Задание:
Можете напечатать из отрывка о Пушкине ниже дословно всё, что стоит между словами «И я держу сегодня» и «воля…(V, 103, 105)», включая сами эти слова?

***** Предложенный отрывок

И я держу сегодня стремя
Как божество для самозванца.
<…>
О башня Сухарева над головою Разина
На острие высокой башни,
Где он был основанием и мы игла вершины
<…>
Вершина башни - это мысли,
А основанье - воля…(V, 103, 105)
У этого отвеса есть греческое имя - канон. Пушкин тот отвес, идеальный канон русской поэзии. Он тот пушкарь-канонир, что производит выстрел, когда солнце встает в зените или вздуваются вены Невы. Подобно дантевскому Вожатому, он "символизация того факта, что про-изведение искусством чего-то есть нечто такое, посредством чего мы можем начинать двигаться, понимать, видеть". То есть фигура Пушкина идет по разряду условий авторской способности вообще что-либо понять и пережить. Нельзя самоопределиться, не определившись относительно Пушкина. "От Пушкина до этих слов", - брюсовский афоризм, точно фиксирующий это ощущение. Каждое слово протягивается от Пушкина, начинается от него. Пастернак называет его в новозаветной простоте: "Тот, кто и сейчас…" (I, 183). Как известно, Пушкин - это наше все и даже немного более того. Как избежать этого облапывающего культа? Мы не можем отдельно ставить вопросы о Пушкине и о Серебряном веке. Это один вопрос и один фокус: проблема Пушкина, проблема-Пушкин. Ни одному из поэтов он не предшествует во времени. Он есть ткань и структура самого поэтического творения в той мере, в какой Пушкин осуществляется как постижимый (и непостижимый!) для них опыт живых поэтических существ, которые организованы именно таким образом.
Пастернак: "Точно этот, знаменитый впоследствии, пушкинский четырехстопник явился какой-то измерительной единицей русской жизни, ее линейной мерой, точно он был меркой, снятой со всего русского существования…" (III, 281–282). Этот канон - и модель познания, и модуль преобразования. Адмиралтейская игла - идельный инструмент этого канона. Но вернемся к первоисточнику:
Люблю тебя, Петра творенье,
Люблю твой строгий, стройный вид,
Невы державное теченье,
Береговой ее гранит,
Твоих оград узор чугунный,
Твоих задумчивых ночей
Прозрачный сумрак, блеск безлунный,
Когда я в комнате моей
Пишу, читаю без лампады,
И ясны спящие громады
Пустынных улиц, и светла
Адмиралтейская игла,
И не пуская тьму ночную
На золотые небеса,
Одна заря сменить другую
Спешит, дав ночи полчаса.
(IV, 379–380)

**********
***** Исходные данные

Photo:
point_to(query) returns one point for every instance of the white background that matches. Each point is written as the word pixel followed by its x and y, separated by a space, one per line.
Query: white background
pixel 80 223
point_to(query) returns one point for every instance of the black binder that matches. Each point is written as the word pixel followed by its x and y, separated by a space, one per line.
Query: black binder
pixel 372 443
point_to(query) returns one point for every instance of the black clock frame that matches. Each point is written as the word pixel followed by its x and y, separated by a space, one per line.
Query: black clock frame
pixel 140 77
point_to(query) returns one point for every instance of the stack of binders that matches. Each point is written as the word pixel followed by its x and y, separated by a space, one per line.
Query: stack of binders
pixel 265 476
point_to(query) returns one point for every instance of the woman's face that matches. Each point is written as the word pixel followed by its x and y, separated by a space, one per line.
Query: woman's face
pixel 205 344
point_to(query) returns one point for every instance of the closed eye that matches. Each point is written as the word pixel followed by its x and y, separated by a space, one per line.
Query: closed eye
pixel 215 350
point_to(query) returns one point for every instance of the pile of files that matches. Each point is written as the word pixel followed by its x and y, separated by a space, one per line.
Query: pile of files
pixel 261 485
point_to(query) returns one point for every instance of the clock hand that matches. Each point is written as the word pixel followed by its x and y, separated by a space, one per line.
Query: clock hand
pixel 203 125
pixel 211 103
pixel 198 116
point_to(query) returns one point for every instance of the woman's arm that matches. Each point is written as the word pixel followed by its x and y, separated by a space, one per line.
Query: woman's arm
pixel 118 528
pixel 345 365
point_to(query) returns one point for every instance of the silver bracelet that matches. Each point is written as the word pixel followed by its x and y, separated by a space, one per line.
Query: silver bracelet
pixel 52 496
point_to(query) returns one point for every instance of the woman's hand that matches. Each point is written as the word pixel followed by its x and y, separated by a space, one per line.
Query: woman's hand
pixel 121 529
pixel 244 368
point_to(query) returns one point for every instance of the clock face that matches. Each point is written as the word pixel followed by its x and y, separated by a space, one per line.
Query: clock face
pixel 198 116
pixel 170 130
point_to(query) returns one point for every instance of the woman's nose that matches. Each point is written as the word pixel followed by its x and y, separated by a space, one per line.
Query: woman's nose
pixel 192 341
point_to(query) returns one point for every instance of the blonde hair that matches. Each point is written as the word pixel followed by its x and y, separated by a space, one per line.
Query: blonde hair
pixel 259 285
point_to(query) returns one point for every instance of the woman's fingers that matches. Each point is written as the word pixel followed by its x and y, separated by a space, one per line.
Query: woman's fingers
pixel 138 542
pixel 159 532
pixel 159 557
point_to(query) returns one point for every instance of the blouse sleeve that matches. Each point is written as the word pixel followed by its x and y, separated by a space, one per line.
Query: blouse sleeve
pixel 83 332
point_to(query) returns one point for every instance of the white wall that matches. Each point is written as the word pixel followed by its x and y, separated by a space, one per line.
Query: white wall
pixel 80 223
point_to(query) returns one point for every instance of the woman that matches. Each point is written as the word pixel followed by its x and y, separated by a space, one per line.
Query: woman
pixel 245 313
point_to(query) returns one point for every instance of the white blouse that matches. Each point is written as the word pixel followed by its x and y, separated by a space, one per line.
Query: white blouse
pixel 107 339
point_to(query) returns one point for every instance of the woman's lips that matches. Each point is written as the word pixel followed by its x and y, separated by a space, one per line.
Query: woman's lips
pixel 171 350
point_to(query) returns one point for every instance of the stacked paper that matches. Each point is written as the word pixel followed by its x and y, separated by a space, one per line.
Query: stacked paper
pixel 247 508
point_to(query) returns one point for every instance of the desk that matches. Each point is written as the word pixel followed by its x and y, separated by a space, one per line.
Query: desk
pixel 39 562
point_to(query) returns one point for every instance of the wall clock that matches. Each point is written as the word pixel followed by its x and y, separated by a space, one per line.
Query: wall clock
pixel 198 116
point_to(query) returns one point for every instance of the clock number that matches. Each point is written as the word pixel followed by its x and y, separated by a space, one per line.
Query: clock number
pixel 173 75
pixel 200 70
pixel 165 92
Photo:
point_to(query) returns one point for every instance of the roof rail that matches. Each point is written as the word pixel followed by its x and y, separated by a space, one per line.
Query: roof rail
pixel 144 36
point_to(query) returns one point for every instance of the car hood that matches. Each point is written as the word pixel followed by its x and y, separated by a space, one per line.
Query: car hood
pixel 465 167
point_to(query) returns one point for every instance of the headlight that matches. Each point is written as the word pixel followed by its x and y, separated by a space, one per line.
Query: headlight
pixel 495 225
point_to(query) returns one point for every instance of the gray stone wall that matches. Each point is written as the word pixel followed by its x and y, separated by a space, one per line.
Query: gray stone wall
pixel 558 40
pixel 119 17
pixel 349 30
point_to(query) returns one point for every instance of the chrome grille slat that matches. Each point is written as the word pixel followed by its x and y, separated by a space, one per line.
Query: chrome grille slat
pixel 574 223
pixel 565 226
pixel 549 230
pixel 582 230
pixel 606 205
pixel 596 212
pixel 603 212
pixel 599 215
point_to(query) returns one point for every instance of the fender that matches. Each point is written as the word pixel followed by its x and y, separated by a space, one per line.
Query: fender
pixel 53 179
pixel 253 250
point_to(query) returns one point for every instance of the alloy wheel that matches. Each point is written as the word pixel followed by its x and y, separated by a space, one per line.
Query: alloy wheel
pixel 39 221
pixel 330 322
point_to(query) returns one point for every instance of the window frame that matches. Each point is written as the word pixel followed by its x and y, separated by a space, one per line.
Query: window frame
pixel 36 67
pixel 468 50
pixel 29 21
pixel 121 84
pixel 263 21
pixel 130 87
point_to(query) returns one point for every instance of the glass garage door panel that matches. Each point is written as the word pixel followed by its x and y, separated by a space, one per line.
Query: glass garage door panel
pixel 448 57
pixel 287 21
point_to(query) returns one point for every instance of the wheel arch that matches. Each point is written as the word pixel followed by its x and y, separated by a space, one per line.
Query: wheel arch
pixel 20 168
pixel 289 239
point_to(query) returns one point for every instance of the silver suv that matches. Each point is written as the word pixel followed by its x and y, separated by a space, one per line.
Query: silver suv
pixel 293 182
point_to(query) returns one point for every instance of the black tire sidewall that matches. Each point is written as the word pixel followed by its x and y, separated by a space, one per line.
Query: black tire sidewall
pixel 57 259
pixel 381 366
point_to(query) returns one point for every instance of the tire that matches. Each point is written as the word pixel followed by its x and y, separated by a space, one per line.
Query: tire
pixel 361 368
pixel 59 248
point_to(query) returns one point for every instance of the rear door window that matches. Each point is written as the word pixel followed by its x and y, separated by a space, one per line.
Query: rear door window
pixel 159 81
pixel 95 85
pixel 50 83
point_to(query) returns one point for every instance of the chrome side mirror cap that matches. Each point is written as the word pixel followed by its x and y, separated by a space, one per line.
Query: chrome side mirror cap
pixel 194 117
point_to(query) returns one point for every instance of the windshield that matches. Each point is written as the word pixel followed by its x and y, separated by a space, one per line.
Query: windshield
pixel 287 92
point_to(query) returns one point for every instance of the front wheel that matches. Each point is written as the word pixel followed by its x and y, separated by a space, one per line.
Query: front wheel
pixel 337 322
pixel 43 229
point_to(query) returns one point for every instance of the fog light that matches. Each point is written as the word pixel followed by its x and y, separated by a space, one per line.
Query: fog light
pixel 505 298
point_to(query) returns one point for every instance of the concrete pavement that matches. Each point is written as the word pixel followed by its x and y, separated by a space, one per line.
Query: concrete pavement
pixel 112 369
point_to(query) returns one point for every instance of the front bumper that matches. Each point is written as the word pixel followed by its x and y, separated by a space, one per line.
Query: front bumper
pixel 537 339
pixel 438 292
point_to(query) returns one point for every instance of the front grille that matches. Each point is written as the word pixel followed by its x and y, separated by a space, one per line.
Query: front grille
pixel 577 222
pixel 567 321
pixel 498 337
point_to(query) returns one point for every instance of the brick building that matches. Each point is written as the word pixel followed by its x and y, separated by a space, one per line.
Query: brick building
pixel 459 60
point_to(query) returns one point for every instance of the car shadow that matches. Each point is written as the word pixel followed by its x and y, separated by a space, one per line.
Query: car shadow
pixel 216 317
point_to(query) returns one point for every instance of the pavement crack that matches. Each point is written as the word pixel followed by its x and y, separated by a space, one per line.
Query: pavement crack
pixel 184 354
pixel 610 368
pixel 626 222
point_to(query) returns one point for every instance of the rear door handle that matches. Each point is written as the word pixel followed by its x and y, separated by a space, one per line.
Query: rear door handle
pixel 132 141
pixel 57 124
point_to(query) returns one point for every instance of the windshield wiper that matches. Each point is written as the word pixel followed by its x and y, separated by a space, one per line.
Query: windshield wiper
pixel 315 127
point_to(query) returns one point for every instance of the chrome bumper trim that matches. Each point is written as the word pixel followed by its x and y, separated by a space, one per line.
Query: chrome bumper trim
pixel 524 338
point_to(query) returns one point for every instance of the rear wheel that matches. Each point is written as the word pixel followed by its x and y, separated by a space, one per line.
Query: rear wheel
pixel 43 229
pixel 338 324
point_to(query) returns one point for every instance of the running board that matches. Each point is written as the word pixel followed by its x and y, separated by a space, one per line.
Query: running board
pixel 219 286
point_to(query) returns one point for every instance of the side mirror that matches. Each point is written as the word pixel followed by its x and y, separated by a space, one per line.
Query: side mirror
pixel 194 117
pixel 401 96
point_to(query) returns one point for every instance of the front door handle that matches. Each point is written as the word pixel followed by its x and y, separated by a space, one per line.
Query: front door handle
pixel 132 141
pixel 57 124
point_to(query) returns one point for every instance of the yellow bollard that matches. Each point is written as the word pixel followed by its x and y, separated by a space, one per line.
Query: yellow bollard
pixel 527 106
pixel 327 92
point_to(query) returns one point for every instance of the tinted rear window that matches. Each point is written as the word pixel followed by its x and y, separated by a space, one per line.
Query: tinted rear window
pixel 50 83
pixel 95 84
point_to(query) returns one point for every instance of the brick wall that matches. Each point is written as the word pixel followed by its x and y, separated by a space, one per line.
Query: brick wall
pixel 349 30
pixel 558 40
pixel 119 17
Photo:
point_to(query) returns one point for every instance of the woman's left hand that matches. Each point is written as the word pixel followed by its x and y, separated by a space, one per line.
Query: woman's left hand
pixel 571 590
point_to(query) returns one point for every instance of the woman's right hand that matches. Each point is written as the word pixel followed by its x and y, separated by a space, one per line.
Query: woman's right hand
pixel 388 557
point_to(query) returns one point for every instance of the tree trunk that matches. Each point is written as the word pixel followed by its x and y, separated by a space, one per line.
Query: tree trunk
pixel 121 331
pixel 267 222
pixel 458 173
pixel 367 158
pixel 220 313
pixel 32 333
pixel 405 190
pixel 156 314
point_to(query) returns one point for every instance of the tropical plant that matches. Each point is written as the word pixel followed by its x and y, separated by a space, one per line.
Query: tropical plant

**********

Готовое решение:
И я держу сегодня стремя
Как божество для самозванца.
<…>
О башня Сухарева над головою Разина
На острие высокой башни,
Где он был основанием и мы игла вершины
<…>
Вершина башни - это мысли,
А основанье - воля…(V, 103, 105)